### Instruction
Repeat exactly the lines from the line containing "Can you find the stone pedestal" to the last line of the listing, including both.

start Exercise materials

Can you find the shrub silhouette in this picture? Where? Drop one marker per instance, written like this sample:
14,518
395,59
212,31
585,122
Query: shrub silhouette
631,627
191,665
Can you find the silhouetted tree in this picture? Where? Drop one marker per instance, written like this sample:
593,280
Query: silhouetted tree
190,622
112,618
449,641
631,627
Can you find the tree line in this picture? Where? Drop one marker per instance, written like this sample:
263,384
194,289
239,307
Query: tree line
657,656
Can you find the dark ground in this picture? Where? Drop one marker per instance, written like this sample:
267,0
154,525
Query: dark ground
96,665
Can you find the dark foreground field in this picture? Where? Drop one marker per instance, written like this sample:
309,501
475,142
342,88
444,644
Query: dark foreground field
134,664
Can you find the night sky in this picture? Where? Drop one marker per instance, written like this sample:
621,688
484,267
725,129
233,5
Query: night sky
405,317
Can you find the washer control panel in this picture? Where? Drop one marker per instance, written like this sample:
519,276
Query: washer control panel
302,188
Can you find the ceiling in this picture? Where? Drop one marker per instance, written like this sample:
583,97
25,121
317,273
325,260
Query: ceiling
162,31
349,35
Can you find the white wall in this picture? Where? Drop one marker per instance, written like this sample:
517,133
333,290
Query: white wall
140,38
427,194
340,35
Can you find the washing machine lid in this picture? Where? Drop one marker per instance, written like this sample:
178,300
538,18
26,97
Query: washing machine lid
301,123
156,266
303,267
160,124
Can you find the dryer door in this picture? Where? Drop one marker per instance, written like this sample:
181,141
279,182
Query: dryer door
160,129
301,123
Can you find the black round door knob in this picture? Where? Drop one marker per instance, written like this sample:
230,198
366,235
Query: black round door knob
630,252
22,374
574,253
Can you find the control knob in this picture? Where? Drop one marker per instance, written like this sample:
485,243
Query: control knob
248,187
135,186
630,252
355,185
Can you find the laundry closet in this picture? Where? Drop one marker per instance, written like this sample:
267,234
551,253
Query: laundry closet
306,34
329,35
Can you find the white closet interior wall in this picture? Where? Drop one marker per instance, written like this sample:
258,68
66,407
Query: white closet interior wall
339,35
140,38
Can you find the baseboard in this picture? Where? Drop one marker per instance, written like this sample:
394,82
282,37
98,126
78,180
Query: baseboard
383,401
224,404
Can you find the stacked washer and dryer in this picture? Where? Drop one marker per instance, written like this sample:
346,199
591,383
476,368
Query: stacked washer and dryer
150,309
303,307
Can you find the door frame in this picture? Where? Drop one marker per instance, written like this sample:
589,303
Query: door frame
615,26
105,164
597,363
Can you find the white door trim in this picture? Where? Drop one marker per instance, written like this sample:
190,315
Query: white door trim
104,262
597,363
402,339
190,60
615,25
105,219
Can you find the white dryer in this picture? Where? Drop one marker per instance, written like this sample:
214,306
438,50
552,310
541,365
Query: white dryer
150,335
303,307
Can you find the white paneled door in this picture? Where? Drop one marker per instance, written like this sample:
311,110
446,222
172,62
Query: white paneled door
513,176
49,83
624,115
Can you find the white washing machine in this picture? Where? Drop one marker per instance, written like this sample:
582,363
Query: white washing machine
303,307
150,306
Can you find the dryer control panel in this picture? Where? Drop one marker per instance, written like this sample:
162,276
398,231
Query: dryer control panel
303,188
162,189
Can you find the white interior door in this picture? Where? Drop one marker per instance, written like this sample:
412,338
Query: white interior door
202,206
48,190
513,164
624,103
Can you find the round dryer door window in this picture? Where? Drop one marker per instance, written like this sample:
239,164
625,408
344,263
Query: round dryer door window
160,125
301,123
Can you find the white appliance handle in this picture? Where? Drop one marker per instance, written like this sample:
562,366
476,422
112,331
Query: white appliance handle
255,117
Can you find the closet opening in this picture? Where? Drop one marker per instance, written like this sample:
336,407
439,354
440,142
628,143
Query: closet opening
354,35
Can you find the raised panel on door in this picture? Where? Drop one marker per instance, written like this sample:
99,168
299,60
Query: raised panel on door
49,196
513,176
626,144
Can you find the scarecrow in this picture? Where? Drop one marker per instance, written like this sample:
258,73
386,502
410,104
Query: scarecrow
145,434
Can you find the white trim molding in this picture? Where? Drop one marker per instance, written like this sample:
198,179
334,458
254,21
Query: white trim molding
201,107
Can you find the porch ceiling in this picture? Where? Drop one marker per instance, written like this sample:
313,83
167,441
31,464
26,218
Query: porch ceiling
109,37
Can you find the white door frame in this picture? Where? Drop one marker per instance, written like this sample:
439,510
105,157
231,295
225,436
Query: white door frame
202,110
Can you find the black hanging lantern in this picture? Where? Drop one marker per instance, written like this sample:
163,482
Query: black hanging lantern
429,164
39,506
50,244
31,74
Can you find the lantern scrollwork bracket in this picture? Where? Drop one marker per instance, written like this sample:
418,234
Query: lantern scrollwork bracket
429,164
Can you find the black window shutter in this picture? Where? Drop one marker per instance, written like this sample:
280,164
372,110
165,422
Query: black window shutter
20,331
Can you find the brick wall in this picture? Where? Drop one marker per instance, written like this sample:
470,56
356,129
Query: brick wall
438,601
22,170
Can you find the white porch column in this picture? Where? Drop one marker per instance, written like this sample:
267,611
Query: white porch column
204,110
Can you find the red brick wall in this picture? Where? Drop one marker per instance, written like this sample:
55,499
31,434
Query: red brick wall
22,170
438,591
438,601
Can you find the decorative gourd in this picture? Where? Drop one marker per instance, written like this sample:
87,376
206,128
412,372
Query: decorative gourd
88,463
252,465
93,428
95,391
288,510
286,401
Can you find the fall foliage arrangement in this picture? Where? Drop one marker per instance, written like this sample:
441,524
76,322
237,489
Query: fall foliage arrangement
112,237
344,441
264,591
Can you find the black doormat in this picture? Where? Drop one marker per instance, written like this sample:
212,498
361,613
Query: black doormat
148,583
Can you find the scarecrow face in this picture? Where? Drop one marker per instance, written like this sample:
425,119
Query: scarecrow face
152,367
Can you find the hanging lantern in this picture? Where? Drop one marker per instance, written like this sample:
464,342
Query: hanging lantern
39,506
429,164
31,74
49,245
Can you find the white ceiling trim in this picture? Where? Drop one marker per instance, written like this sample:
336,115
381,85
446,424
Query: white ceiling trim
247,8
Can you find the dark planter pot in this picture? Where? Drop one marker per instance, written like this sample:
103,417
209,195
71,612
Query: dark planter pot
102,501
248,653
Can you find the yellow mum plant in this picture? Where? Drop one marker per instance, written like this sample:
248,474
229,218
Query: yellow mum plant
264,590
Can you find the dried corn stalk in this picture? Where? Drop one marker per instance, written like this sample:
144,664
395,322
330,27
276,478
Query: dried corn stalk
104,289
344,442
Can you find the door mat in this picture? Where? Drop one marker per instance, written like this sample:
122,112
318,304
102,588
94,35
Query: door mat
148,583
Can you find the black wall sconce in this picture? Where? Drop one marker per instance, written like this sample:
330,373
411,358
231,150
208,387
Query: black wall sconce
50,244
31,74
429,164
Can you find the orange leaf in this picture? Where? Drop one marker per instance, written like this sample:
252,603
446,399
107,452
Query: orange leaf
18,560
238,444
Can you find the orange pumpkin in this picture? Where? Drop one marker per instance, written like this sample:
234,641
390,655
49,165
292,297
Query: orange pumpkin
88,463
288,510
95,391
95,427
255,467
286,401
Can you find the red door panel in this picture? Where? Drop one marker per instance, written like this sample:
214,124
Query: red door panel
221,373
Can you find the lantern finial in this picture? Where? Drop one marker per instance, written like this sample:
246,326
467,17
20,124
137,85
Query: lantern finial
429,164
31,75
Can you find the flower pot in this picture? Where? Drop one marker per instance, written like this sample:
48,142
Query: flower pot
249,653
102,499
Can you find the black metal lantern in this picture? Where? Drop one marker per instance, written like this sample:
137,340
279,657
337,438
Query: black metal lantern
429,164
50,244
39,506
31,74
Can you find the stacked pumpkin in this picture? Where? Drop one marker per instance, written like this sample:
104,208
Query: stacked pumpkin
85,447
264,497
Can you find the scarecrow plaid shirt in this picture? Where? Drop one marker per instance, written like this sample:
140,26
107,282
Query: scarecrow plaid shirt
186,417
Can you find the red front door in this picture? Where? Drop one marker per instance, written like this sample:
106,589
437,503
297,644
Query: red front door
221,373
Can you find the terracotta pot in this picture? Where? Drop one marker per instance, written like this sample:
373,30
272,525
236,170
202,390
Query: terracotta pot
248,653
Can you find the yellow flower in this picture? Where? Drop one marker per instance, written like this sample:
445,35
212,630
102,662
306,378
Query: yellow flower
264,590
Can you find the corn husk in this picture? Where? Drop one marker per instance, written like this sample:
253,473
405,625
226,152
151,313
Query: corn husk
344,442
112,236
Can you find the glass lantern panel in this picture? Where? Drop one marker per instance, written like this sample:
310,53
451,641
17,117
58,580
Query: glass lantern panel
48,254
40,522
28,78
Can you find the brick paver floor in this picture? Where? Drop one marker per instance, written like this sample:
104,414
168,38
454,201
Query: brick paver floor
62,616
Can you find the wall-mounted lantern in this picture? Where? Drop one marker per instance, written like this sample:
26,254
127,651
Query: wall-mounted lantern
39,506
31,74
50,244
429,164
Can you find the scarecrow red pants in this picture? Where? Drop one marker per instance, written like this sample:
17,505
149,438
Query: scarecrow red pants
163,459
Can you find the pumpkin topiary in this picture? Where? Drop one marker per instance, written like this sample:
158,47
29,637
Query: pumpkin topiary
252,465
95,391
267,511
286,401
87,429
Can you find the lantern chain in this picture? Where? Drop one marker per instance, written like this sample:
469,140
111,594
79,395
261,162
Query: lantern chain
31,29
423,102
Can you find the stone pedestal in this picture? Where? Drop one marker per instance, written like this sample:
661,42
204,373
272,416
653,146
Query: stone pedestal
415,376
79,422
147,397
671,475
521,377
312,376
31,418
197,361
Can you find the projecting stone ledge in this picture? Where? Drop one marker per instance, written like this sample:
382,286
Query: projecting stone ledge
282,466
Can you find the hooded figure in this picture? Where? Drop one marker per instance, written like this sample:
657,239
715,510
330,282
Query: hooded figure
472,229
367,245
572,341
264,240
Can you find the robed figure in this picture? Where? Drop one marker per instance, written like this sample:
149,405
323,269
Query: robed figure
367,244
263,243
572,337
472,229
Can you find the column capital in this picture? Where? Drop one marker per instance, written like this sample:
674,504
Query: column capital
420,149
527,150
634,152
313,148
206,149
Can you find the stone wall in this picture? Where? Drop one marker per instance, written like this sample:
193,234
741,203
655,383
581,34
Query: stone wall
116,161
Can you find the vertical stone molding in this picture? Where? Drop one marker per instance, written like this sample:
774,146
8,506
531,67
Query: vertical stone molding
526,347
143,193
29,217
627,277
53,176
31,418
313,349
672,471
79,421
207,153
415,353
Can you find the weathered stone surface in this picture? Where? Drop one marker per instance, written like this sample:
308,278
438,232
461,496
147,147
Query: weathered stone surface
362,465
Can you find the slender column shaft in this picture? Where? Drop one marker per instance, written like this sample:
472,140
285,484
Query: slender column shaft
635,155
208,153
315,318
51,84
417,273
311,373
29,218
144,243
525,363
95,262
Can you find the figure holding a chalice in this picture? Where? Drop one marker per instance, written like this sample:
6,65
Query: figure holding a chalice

end Exercise materials

### Finished exercise
Can you find the stone pedestal in this picture? Where? Drop one marker per instance, written like this sample:
661,42
204,373
272,416
653,146
Query: stone pedestal
415,376
79,422
147,397
671,475
521,377
312,376
31,418
197,361
Can you find the projecting stone ledge in this picture? Where? Drop one marker per instance, written like this sample:
382,286
Query: projecting stone ledge
282,466
Can you find the hooded figure in this picture? Where? Drop one marker per instance, written like this sample:
657,239
715,510
330,282
Query: hooded figure
472,229
367,245
572,341
264,240
Can you find the robed figure in this picture? Where? Drop one marker per instance, written like this sample:
149,405
323,269
Query: robed figure
367,244
263,243
572,337
472,229
Can you find the column capital in this picture? Where? Drop one marker per instance, written like this sample:
674,504
Query: column capital
420,149
527,150
634,152
313,148
206,149
Can you find the stone wall in this picture? Where? Drop one marker per instance, written like this sample:
193,234
741,203
655,383
581,34
Query: stone wall
116,161
Can you find the vertical stone molding in this picture? Where? Drop one marker per instance, written like this sample:
774,146
8,506
531,67
Query: vertical stone molding
526,347
143,193
29,217
627,277
53,176
31,418
313,349
672,471
79,421
207,153
415,353
Can you find the weathered stone surface in this picture? Where? Drop one marker per instance, written like this sample:
308,278
438,232
461,496
147,147
Query: weathered stone surface
362,465
Can you find the slender column shaft in this picture? Where? Drop one marker per instance, written like this sample:
472,140
285,484
Query: slender column shaft
635,155
208,153
315,318
51,84
417,273
311,373
29,218
144,243
525,363
95,262
Can you find the figure holding a chalice in this picture? Where? Drop one marker per instance, written like this sample:
6,65
Query: figure holding a chalice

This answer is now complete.